# Kings will give the Lakers some problems!!!!



## John Corn (Mar 21, 2002)

Kings are the #1 offensive team at home!! 
They have lots of weapons and clutch players... 
so don't expect the Kings to beat themselves in the 4th quarter like the pathetic Spurs. and I don't think the Lakers want to get in a fast pace game with the Kings, the Lakers will try to slow down the tempo and force the Kings to play half-court... 

Kings with strong homecourt, 39-7 at home this season.. 
they will give the Lakers some serious threats!!!


----------



## Chris Blount (Jun 22, 2001)

It will be interesting to see what happens in the series. I think Sacramento can beat the Lakers. Shaq and Kobe need a wakeup call.


----------



## James_F (Apr 23, 2002)

I'll believe it when I see it. The Lakers are still the best team in the NBA and the Kings are missing Peja Stojakovic. I don't think the Kings have a chance...

I'm also sure that NBC is looking for a Lakers/Celtics matchup....


----------



## Mark Holtz (Mar 23, 2002)

We'll see what happens. Sacramento also has a deeper team. You're forgetting about Bibby who has been a strong player in the playoffs, not to mention Vlade and C-Webb. It will be interesting to watch... if it weren't for finals.

BTW: The Kings are the most popular NBA team in Serbia, even through the games, when carried live, air at 3:30 AM over there. Over here, the playoff fever have caused an interesting economic twist: Trade and commerce business are very quiet during the games.


----------



## John Corn (Mar 21, 2002)

Kings defensively are getting a bad rap.........why?
I'm tired of hearing that the Kings are a poor defensive team. They're not. Numbers don't lie, so let's look at the Kings' defensive statistics.

Opponent FG% - .439 (9th in NBA) 
Opponent 3pt% - .337 (3rd) 
Opponent TO/game - 15.4 (5th) 
Point Differential - +7.6 (1st) 
Defensive Efficiency (derived statistic based on pts. per possession ratio - from alleyoop.com ( http://www.alleyoop.com/ftb/110101.htm ) - (6th)

Notice I didn't include scoring defense; that's because scoring defense is a poor measurement of defensive effectiveness. Scoring defense is skewed towards 'walk it up' teams that play at a slow pace on the offensive end; the Lakers, considered the best defensive team by most are only tied for 9th in scoring defense.

Supplied material:
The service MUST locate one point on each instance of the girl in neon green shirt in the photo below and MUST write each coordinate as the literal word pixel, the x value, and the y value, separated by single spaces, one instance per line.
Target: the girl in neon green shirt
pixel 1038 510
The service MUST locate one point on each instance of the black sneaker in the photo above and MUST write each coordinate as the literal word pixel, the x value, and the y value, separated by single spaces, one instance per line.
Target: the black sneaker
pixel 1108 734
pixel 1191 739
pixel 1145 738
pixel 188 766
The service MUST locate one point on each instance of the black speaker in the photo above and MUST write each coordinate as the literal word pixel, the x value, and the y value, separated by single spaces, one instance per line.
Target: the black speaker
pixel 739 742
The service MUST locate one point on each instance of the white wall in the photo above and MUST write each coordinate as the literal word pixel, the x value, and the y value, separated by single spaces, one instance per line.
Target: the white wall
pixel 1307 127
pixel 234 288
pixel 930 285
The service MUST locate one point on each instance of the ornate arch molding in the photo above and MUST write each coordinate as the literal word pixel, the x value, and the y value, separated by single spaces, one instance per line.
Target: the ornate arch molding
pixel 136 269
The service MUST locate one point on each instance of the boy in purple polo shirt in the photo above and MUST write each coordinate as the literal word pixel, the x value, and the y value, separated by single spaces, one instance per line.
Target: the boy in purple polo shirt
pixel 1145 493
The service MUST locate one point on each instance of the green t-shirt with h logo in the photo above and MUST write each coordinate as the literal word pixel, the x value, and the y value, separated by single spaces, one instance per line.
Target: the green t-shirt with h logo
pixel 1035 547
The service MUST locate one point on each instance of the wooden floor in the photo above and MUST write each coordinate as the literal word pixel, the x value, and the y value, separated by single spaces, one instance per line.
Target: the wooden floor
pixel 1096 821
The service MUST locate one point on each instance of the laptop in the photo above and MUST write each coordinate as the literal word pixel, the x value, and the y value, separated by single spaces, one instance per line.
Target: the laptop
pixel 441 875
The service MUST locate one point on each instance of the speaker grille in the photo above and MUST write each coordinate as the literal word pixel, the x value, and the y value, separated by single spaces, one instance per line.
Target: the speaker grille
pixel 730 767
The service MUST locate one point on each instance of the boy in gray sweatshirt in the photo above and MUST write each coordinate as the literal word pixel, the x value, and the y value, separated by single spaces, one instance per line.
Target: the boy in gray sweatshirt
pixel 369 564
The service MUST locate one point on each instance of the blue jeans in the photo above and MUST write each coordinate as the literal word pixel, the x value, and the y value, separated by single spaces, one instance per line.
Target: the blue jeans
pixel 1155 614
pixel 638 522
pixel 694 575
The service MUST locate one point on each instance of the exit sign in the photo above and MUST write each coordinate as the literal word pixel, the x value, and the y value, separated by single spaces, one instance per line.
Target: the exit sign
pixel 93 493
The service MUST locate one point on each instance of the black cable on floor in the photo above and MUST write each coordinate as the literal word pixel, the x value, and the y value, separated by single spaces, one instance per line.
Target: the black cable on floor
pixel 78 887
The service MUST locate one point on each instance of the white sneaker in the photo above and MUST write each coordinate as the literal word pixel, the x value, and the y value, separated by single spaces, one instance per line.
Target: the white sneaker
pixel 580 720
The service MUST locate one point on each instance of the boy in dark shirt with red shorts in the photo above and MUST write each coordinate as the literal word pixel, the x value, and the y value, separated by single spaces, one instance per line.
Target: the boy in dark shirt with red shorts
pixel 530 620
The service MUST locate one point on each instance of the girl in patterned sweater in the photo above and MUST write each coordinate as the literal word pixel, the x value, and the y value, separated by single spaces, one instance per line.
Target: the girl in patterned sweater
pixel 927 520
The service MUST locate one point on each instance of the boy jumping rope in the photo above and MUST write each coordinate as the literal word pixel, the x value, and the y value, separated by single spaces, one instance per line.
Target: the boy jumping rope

Work required: Reproduce word for word the part of the Kings and Lakers forum thread starting with "We'll see what" and going on through "Kings' defensive statistics.".

Solution below:
We'll see what happens. Sacramento also has a deeper team. You're forgetting about Bibby who has been a strong player in the playoffs, not to mention Vlade and C-Webb. It will be interesting to watch... if it weren't for finals.

BTW: The Kings are the most popular NBA team in Serbia, even through the games, when carried live, air at 3:30 AM over there. Over here, the playoff fever have caused an interesting economic twist: Trade and commerce business are very quiet during the games.


----------



## John Corn (Mar 21, 2002)

Kings defensively are getting a bad rap.........why?
I'm tired of hearing that the Kings are a poor defensive team. They're not. Numbers don't lie, so let's look at the Kings' defensive statistics.